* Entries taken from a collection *

★ ★ ★ ★ ★

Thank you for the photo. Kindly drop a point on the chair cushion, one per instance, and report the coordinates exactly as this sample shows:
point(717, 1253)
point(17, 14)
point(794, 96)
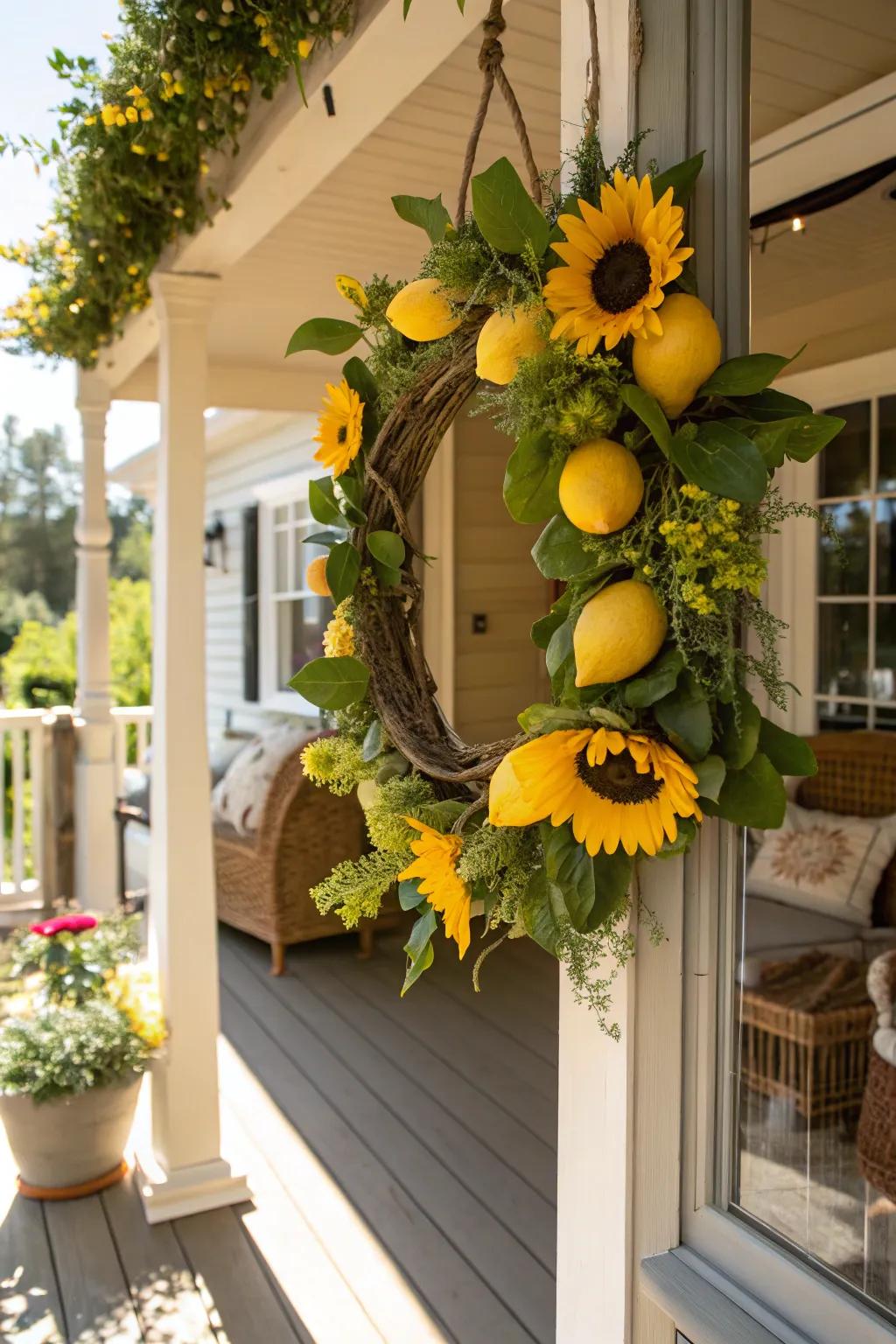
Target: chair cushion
point(823, 862)
point(238, 800)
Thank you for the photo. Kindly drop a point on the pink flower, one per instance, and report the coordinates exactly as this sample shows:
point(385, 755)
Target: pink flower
point(63, 924)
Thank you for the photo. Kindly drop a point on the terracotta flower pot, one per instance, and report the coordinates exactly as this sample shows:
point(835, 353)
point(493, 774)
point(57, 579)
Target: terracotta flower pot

★ ★ ★ ★ ★

* Problem details *
The answer must be a single number: the count of lines in the records above that contain the word "terracotta".

* Solution to the problem *
2